TASK OBJECTIVE: Please rewrite the material below with "locomotive roof" changed to "engine roof" throughout, keeping every other line as is, and omit the pictures from your copy.

[Rows from a pointing dataset]
--------------------------------------------------

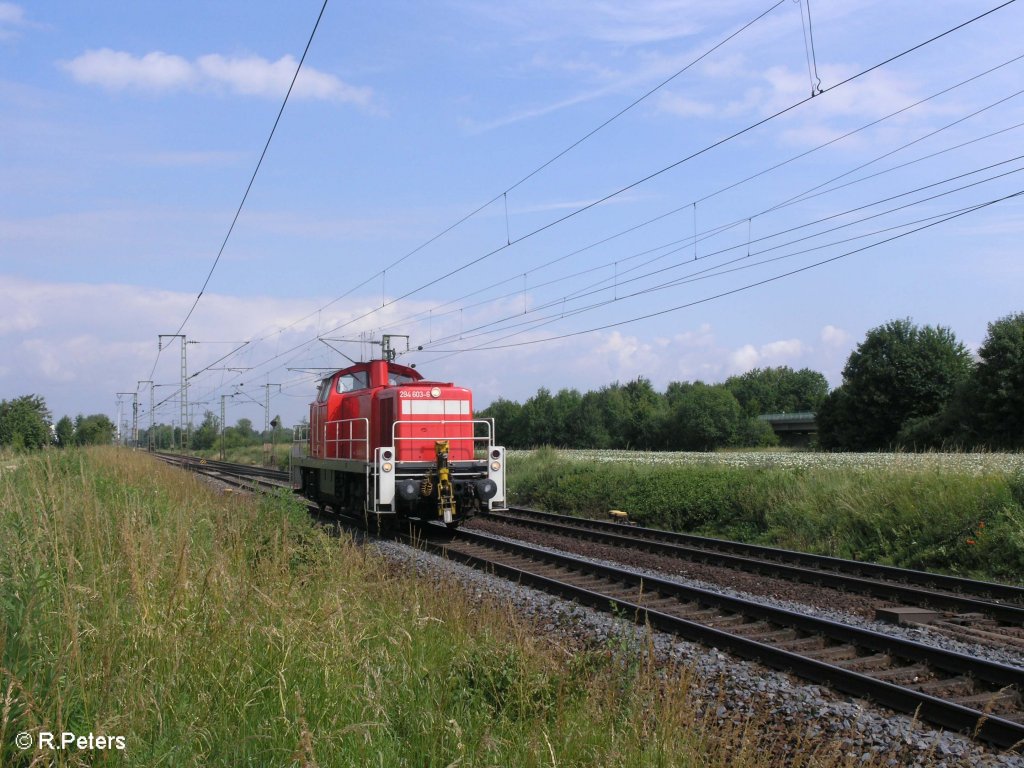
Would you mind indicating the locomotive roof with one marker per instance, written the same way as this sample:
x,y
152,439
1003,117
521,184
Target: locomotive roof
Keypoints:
x,y
411,372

--------------------------------------------------

THE REPLY:
Would you mind indicating the engine roof with one marker per instance, written the same way as this sample:
x,y
152,439
1003,117
521,184
Target: engine roof
Keypoints:
x,y
411,372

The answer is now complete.